▸ TASK DETAILS: Copy out the listing below word for word, starting with the line that contains "Would you be able to point to the avocado pit" and going on through the line that contains "column 732, row 1017", including both of those lines.

[Dataset entries]
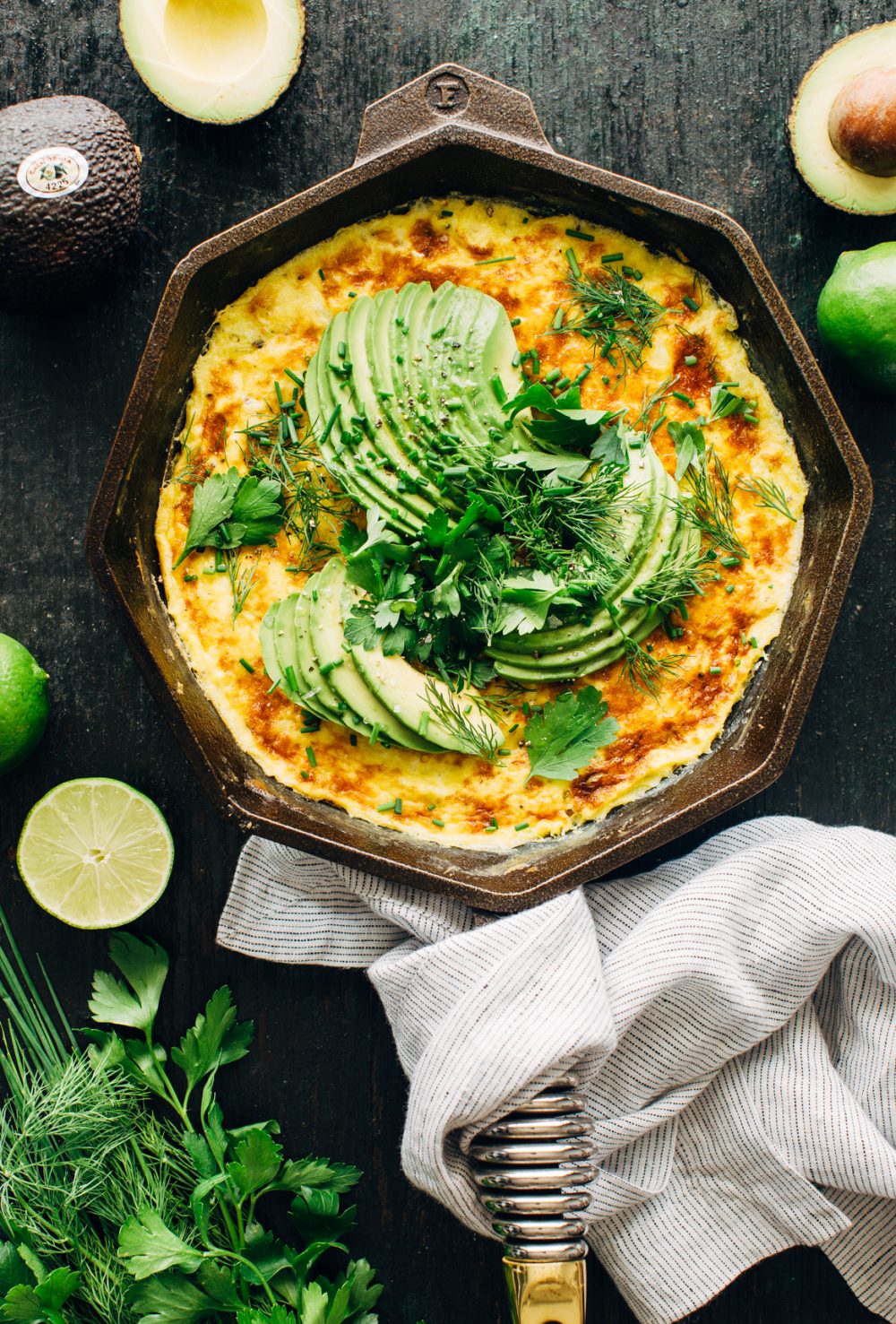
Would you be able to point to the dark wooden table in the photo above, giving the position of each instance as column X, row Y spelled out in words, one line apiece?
column 688, row 94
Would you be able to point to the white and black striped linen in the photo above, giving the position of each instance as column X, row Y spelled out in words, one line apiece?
column 732, row 1016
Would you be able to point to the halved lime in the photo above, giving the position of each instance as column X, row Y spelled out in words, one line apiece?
column 96, row 852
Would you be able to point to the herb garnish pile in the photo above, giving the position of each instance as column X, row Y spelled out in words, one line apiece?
column 125, row 1197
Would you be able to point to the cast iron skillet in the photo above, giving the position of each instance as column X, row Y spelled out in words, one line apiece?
column 452, row 130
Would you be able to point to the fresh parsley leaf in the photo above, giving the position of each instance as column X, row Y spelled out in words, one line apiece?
column 690, row 446
column 257, row 1162
column 563, row 463
column 258, row 506
column 568, row 732
column 213, row 1041
column 41, row 1303
column 316, row 1173
column 212, row 506
column 318, row 1216
column 13, row 1270
column 360, row 629
column 169, row 1299
column 144, row 965
column 524, row 602
column 149, row 1246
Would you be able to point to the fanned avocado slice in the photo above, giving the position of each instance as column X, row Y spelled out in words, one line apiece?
column 327, row 619
column 333, row 705
column 402, row 690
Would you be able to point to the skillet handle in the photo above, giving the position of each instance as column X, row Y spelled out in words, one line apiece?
column 449, row 94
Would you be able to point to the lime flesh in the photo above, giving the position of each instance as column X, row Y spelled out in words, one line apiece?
column 96, row 852
column 24, row 707
column 857, row 314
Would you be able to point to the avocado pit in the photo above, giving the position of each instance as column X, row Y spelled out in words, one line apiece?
column 862, row 124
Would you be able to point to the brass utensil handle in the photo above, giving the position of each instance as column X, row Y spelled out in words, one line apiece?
column 445, row 97
column 546, row 1293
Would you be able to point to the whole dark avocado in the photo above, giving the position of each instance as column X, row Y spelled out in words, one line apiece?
column 69, row 197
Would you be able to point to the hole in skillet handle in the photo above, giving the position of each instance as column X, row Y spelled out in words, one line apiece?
column 444, row 96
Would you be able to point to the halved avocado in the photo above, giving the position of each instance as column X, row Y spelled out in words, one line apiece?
column 843, row 124
column 219, row 61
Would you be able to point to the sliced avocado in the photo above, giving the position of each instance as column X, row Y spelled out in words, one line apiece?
column 69, row 197
column 327, row 625
column 319, row 688
column 402, row 690
column 843, row 124
column 219, row 63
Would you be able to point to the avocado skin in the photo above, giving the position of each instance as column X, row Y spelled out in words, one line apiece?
column 55, row 247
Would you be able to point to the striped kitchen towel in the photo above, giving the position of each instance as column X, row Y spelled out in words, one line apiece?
column 732, row 1017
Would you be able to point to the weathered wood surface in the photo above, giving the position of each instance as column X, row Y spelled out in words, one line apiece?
column 691, row 96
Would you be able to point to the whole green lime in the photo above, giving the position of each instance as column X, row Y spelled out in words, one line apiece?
column 24, row 705
column 857, row 314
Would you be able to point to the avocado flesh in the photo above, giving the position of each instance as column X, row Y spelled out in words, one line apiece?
column 579, row 649
column 826, row 172
column 219, row 63
column 321, row 688
column 343, row 449
column 366, row 383
column 402, row 690
column 327, row 619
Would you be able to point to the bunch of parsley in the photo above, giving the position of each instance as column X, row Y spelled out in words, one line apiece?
column 124, row 1196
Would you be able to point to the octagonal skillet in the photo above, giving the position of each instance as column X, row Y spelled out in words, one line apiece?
column 454, row 130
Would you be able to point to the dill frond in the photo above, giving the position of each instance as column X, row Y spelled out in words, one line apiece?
column 768, row 494
column 473, row 729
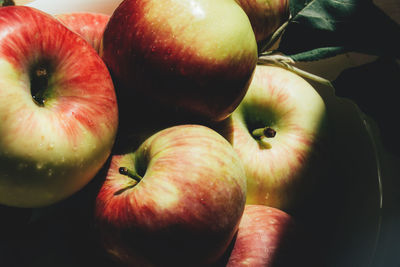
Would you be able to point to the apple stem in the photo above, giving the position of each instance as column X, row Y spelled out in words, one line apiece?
column 130, row 173
column 39, row 85
column 267, row 132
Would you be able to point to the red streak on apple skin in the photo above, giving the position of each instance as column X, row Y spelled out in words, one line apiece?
column 164, row 67
column 209, row 201
column 82, row 89
column 88, row 25
column 266, row 238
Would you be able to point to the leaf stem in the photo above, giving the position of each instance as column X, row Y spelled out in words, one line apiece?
column 287, row 63
column 275, row 36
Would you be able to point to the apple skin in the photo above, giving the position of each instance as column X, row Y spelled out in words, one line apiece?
column 89, row 25
column 267, row 237
column 265, row 16
column 196, row 56
column 71, row 6
column 282, row 170
column 53, row 145
column 185, row 210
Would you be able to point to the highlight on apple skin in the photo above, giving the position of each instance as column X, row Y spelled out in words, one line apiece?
column 280, row 132
column 195, row 56
column 58, row 109
column 176, row 201
column 89, row 25
column 267, row 237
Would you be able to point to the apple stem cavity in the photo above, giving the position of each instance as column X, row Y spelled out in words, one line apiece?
column 267, row 132
column 39, row 84
column 130, row 174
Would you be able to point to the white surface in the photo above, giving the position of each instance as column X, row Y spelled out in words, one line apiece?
column 64, row 6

▸ REPLY:
Would you be able to point to the avocado pit in the photo above, giving the position of each instance as column X, row Y spelled out in words, one line apiece?
column 862, row 124
Would you be able to point to the brass utensil handle in the photo above, giving the position of each instance as column X, row Y spelled out in words, one line apiece?
column 445, row 97
column 546, row 1293
Would you be able to point to the whole dark avocado in the photo above, giving the position of each instance as column X, row Y spelled out in words, one line apiece?
column 69, row 197
Would you be able to point to the hole in skillet handle in the photo above, giving the position of each instance as column X, row Y spelled out in words, one line apiece?
column 444, row 96
Would you be able to point to the halved avocado in the photo above, giving the position of each instance as column X, row Y spelled out in words, one line apiece?
column 843, row 124
column 219, row 61
Would you be able to point to the sliced avocado in the photo above, giving the position of each instance as column X, row Y spelled out in words, one line apiece?
column 69, row 197
column 327, row 625
column 319, row 688
column 402, row 690
column 843, row 124
column 219, row 63
Would you be able to point to the avocado skin in the photo above, giving the position of each instance as column X, row Y spelled out in words, one line apiece?
column 55, row 247
Would you be able to point to the striped kitchen towel in the photo above, giving the position of each instance as column X, row Y spelled out in words, one line apiece?
column 732, row 1017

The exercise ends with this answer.